(Dataset entries)
=======

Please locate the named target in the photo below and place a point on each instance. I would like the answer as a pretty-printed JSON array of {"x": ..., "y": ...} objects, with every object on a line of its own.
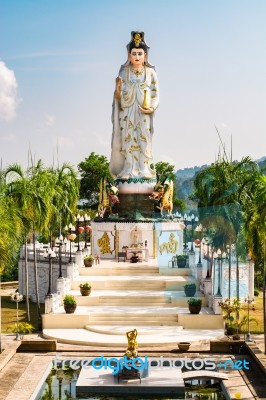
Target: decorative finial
[{"x": 137, "y": 39}]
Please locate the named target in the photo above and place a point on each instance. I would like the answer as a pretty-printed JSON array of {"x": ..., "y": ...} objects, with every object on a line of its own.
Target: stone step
[
  {"x": 142, "y": 329},
  {"x": 134, "y": 282},
  {"x": 131, "y": 270},
  {"x": 130, "y": 298},
  {"x": 133, "y": 319},
  {"x": 124, "y": 271}
]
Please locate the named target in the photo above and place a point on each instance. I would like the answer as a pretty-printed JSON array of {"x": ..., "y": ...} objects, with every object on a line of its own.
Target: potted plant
[
  {"x": 229, "y": 307},
  {"x": 194, "y": 305},
  {"x": 183, "y": 346},
  {"x": 181, "y": 260},
  {"x": 85, "y": 289},
  {"x": 88, "y": 260},
  {"x": 190, "y": 289},
  {"x": 70, "y": 304}
]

=======

**WHAT YOU NEED TO DO**: Return all the lines above exactly; none of the pictures should appear.

**ANSWER TO THIS TASK**:
Please locate the named target in the photo below and place a point on each instance. I would like the answer as a pretty-printed JSON array of {"x": ..., "y": ...} objects, with every object on a line of its own.
Target: decorative finial
[{"x": 137, "y": 39}]
Please locate the named target in the photo above and place a point on each instance. I would like the answer as a pretty-printed JSON array of {"x": ..., "y": ...} objects, with every object on a line of its own.
Target: stone step
[
  {"x": 142, "y": 329},
  {"x": 134, "y": 282},
  {"x": 131, "y": 270},
  {"x": 130, "y": 298},
  {"x": 133, "y": 319},
  {"x": 124, "y": 271}
]
Please locate the named target in the photo above and place a point on each instance. I would like the answer as a pretty-printed JSON array of {"x": ..., "y": ...} objects, with every object on a line of its own.
Target: potted plant
[
  {"x": 229, "y": 307},
  {"x": 194, "y": 305},
  {"x": 183, "y": 346},
  {"x": 181, "y": 260},
  {"x": 85, "y": 289},
  {"x": 88, "y": 260},
  {"x": 190, "y": 289},
  {"x": 70, "y": 304}
]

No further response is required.